▶ **Source material**
* * * * * * * * *

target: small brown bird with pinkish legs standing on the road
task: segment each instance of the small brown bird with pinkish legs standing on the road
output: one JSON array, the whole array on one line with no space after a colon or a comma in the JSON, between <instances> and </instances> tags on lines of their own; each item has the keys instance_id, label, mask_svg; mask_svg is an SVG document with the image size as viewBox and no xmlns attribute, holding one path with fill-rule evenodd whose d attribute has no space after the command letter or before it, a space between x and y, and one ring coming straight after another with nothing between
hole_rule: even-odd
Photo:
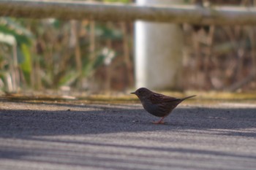
<instances>
[{"instance_id":1,"label":"small brown bird with pinkish legs standing on the road","mask_svg":"<svg viewBox=\"0 0 256 170\"><path fill-rule=\"evenodd\" d=\"M167 115L169 115L170 112L172 112L173 109L181 103L181 101L184 101L187 98L195 97L194 95L185 98L174 98L159 93L154 93L147 88L139 88L135 92L132 92L132 94L135 94L138 96L138 98L140 98L140 102L147 112L149 112L151 115L162 117L159 121L153 122L154 124L164 123L162 120L164 120L164 118L167 117Z\"/></svg>"}]
</instances>

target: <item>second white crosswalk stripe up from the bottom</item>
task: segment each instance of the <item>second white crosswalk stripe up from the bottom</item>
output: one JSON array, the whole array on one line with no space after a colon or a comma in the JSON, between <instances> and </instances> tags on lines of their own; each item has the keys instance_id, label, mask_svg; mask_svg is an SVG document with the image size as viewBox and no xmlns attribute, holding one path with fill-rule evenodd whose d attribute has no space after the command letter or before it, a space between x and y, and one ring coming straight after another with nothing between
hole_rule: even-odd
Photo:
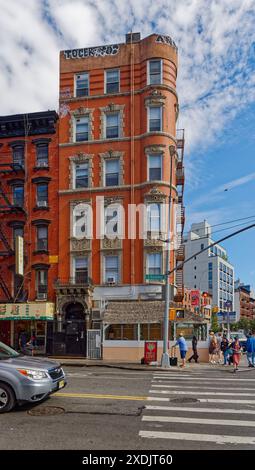
<instances>
[{"instance_id":1,"label":"second white crosswalk stripe up from the bottom","mask_svg":"<svg viewBox=\"0 0 255 470\"><path fill-rule=\"evenodd\" d=\"M255 427L255 421L238 421L236 419L207 419L186 418L185 416L143 416L142 421L156 421L159 423L187 423L187 424L212 424L214 426L246 426Z\"/></svg>"}]
</instances>

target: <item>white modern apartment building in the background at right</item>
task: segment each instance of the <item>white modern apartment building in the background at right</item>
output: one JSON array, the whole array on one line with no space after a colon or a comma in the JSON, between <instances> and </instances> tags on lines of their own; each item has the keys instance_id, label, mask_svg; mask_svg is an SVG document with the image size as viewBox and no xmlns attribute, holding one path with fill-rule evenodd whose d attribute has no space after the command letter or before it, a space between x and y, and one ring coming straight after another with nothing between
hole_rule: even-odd
<instances>
[{"instance_id":1,"label":"white modern apartment building in the background at right","mask_svg":"<svg viewBox=\"0 0 255 470\"><path fill-rule=\"evenodd\" d=\"M185 258L212 243L211 225L208 222L192 224L184 238ZM184 285L212 294L212 306L217 306L221 311L235 310L234 267L221 245L213 246L184 265ZM227 307L226 302L229 301L232 305Z\"/></svg>"}]
</instances>

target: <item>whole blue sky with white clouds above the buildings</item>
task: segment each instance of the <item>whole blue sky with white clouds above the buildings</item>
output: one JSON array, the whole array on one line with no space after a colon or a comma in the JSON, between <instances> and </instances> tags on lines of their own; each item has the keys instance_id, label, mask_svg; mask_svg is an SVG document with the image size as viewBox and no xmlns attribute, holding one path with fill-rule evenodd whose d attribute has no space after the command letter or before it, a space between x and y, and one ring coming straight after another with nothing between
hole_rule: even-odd
<instances>
[{"instance_id":1,"label":"whole blue sky with white clouds above the buildings","mask_svg":"<svg viewBox=\"0 0 255 470\"><path fill-rule=\"evenodd\" d=\"M185 231L206 219L216 240L255 221L255 0L0 0L0 11L0 115L58 109L59 50L124 42L131 30L171 36ZM224 247L255 287L255 229Z\"/></svg>"}]
</instances>

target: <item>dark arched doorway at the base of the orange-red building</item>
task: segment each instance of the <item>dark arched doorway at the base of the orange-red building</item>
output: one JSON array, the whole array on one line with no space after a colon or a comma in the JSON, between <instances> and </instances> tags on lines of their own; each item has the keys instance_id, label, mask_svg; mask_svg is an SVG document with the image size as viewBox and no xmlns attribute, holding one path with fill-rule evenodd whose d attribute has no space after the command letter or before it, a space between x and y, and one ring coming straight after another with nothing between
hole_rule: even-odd
<instances>
[{"instance_id":1,"label":"dark arched doorway at the base of the orange-red building","mask_svg":"<svg viewBox=\"0 0 255 470\"><path fill-rule=\"evenodd\" d=\"M70 303L65 308L65 343L66 354L85 356L85 310L79 302Z\"/></svg>"}]
</instances>

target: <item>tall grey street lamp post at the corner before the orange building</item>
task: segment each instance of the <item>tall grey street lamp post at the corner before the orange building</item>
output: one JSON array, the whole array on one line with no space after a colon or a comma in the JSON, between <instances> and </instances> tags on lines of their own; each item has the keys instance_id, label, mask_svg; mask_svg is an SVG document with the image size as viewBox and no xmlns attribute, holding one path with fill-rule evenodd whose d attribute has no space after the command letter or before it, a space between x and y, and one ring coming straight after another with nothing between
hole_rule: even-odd
<instances>
[{"instance_id":1,"label":"tall grey street lamp post at the corner before the orange building","mask_svg":"<svg viewBox=\"0 0 255 470\"><path fill-rule=\"evenodd\" d=\"M161 367L170 368L168 353L168 326L169 326L169 263L170 263L170 243L171 243L171 203L172 203L172 179L173 179L173 156L175 155L175 146L169 146L170 154L170 193L168 197L168 221L167 221L167 240L166 240L166 275L165 275L165 312L164 312L164 329L163 329L163 354L161 358Z\"/></svg>"}]
</instances>

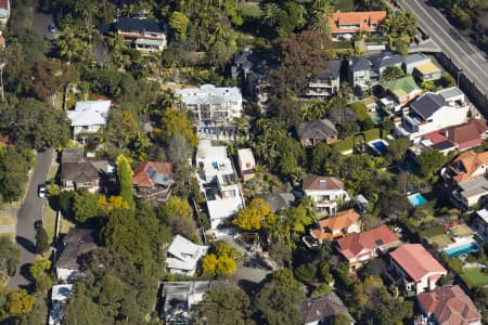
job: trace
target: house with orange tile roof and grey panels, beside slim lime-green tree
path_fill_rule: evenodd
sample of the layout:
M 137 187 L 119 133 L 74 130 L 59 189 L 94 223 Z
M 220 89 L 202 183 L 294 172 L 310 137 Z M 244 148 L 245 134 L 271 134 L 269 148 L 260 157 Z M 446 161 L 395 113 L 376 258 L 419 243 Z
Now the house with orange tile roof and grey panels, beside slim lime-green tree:
M 163 161 L 139 161 L 132 177 L 132 185 L 138 198 L 165 202 L 171 195 L 172 164 Z

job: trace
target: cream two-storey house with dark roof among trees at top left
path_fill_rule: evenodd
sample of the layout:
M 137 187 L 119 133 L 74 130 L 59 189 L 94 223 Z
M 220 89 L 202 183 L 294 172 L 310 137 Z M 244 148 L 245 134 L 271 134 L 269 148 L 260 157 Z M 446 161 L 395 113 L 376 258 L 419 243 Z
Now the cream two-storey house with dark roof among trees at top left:
M 159 21 L 118 17 L 115 28 L 124 37 L 126 44 L 138 51 L 151 53 L 166 49 L 167 31 Z

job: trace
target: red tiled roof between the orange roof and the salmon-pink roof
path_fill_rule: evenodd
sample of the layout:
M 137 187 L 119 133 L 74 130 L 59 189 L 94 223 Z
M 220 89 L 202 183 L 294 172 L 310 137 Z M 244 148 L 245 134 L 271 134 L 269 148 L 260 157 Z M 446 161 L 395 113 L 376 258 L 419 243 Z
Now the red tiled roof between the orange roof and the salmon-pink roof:
M 351 234 L 338 239 L 337 244 L 341 253 L 347 259 L 351 259 L 363 249 L 374 250 L 396 242 L 400 243 L 398 236 L 388 226 L 382 225 L 360 234 Z

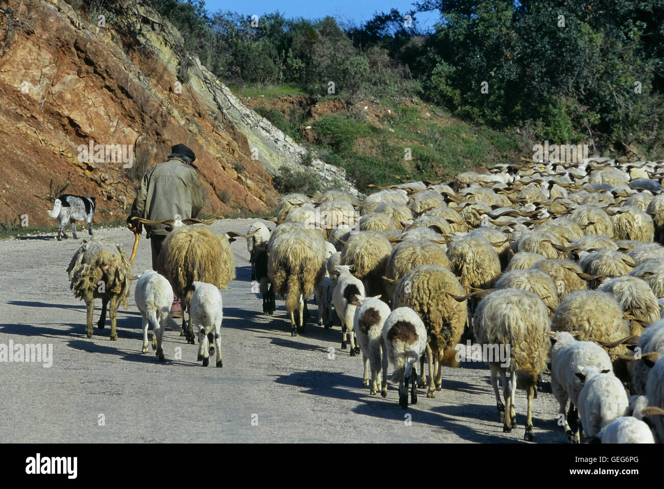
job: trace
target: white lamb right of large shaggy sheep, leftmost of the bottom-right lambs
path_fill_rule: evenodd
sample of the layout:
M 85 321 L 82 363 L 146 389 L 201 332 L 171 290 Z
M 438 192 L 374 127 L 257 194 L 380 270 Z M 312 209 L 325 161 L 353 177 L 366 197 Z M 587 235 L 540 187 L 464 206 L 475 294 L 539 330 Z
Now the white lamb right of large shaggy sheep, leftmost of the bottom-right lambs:
M 611 359 L 601 346 L 593 342 L 578 342 L 568 332 L 556 332 L 552 337 L 555 343 L 551 349 L 551 390 L 560 405 L 558 419 L 564 417 L 568 440 L 578 443 L 576 408 L 583 387 L 576 375 L 578 367 L 595 365 L 600 370 L 612 371 Z M 570 409 L 565 415 L 567 399 L 570 400 Z

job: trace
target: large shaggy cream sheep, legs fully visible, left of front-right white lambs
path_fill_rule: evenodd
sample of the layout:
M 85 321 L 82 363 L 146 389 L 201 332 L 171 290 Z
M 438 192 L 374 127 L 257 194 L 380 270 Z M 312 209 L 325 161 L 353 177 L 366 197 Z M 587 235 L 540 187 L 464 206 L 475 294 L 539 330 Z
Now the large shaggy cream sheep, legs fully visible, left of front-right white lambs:
M 509 348 L 507 364 L 495 358 L 487 359 L 491 369 L 491 385 L 506 433 L 517 425 L 515 391 L 517 387 L 527 391 L 524 435 L 527 441 L 533 441 L 533 396 L 537 377 L 546 367 L 550 347 L 546 333 L 549 329 L 550 320 L 544 302 L 529 290 L 506 288 L 491 292 L 479 303 L 473 316 L 477 343 L 505 351 Z M 505 405 L 498 393 L 498 375 L 503 381 Z

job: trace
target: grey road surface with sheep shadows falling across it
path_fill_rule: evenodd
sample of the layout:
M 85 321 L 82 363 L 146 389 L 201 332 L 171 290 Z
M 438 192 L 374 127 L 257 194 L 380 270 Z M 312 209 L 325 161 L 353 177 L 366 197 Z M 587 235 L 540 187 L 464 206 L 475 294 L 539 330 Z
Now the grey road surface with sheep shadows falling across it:
M 218 221 L 213 229 L 246 233 L 250 222 Z M 133 244 L 127 229 L 96 229 L 94 238 L 120 243 L 127 254 Z M 291 338 L 282 300 L 274 316 L 262 314 L 243 239 L 232 243 L 237 276 L 223 291 L 223 368 L 214 361 L 204 368 L 198 345 L 170 330 L 165 363 L 151 349 L 141 353 L 133 287 L 118 312 L 118 341 L 109 340 L 108 320 L 96 328 L 100 300 L 88 340 L 85 305 L 65 272 L 80 243 L 54 235 L 0 241 L 0 343 L 52 344 L 50 367 L 0 362 L 0 442 L 525 443 L 525 392 L 517 391 L 517 429 L 503 433 L 484 363 L 445 367 L 436 399 L 419 389 L 408 411 L 392 383 L 386 399 L 369 395 L 361 356 L 339 349 L 339 326 L 325 330 L 311 318 L 306 333 Z M 133 270 L 149 266 L 149 241 L 141 239 Z M 535 442 L 566 442 L 548 377 L 542 387 L 533 401 Z

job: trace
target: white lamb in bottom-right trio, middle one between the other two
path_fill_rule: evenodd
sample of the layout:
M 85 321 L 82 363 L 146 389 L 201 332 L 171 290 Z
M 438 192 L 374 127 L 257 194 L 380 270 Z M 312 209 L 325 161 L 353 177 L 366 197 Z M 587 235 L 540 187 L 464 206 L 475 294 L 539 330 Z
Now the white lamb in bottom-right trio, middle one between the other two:
M 600 370 L 595 365 L 579 369 L 576 375 L 584 386 L 579 393 L 578 410 L 584 442 L 590 442 L 602 428 L 627 413 L 629 400 L 622 382 L 610 370 Z

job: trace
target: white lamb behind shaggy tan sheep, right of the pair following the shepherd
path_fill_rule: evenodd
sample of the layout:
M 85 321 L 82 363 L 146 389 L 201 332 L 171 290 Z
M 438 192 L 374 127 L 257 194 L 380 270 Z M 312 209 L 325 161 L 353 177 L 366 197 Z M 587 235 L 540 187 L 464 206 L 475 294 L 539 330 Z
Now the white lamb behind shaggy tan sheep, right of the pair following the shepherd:
M 203 360 L 203 367 L 207 367 L 210 355 L 214 354 L 216 346 L 216 366 L 223 367 L 221 362 L 221 322 L 224 318 L 221 292 L 212 284 L 193 282 L 193 295 L 191 296 L 191 328 L 199 328 L 199 356 Z M 212 334 L 214 328 L 214 334 Z M 209 349 L 208 349 L 209 346 Z

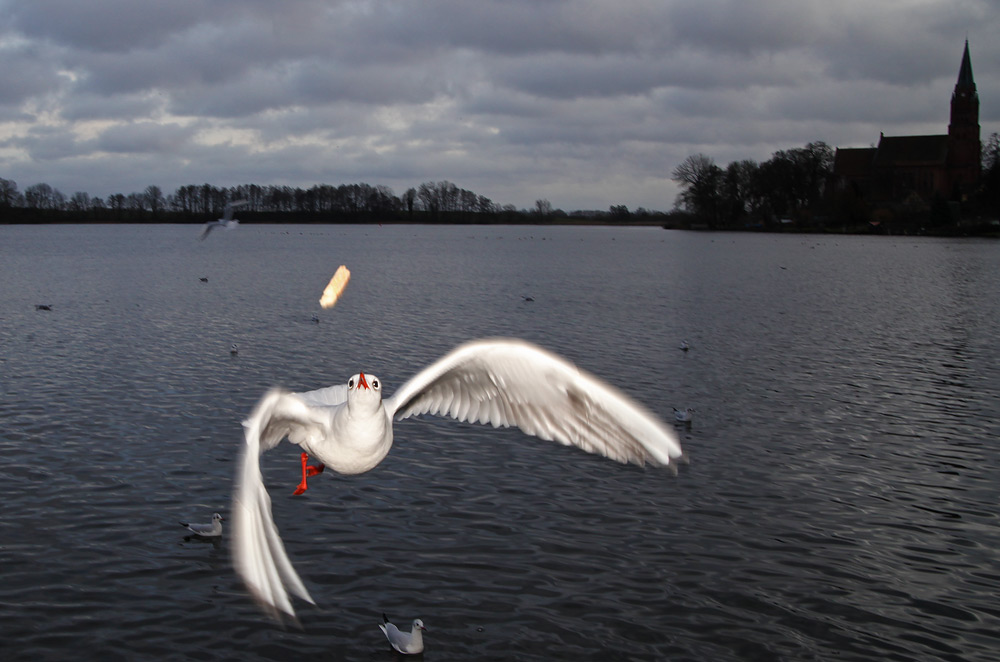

* * * * * * * * *

Starting at the first line of the data, set down each line exactly until you have copied the line with "target: <item>white modern", but leave the pictures out.

▶ **Solution**
target: small brown bird with pinkish legs standing on the road
task: segment each instance of the small brown bird with pinkish legs standing on the road
output: one JSON array, the whole array on one line with no space after a colon or a comma in the JSON, between <instances> and </instances> tags on lines of their own; each item has the keys instance_id, label, mask_svg; mask_svg is an SVG document with the image size as viewBox and no xmlns attribute, holding one path with fill-rule evenodd whose d attribute has no space after the command letter or before it, a space between x and y, and one ring coming straight after another with nothing between
hole_rule: even-odd
Photo:
<instances>
[{"instance_id":1,"label":"small brown bird with pinkish legs standing on the road","mask_svg":"<svg viewBox=\"0 0 256 170\"><path fill-rule=\"evenodd\" d=\"M167 115L169 115L170 112L172 112L173 109L181 103L181 101L184 101L187 98L195 97L194 95L185 98L174 98L159 93L154 93L147 88L139 88L135 92L132 92L132 94L135 94L138 96L138 98L140 98L140 102L147 112L149 112L151 115L162 117L159 121L153 122L154 124L164 123L162 120L164 120L164 118L167 117Z\"/></svg>"}]
</instances>

target: <item>second white crosswalk stripe up from the bottom</item>
task: segment each instance of the <item>second white crosswalk stripe up from the bottom</item>
output: one JSON array, the whole array on one line with no space after a colon or a comma in the JSON, between <instances> and </instances> tags on lines of their own; each item has the keys instance_id, label, mask_svg; mask_svg is an SVG document with the image size as viewBox and no xmlns attribute, holding one path with fill-rule evenodd whose d attribute has no space after the command letter or before it, a space between x and y, and one ring coming straight after another with nothing between
hole_rule: even-odd
Photo:
<instances>
[{"instance_id":1,"label":"second white crosswalk stripe up from the bottom","mask_svg":"<svg viewBox=\"0 0 255 470\"><path fill-rule=\"evenodd\" d=\"M255 427L255 421L238 421L236 419L207 419L186 418L185 416L143 416L142 421L156 421L159 423L187 423L187 424L212 424L214 426L246 426Z\"/></svg>"}]
</instances>

target: <item>white modern apartment building in the background at right</item>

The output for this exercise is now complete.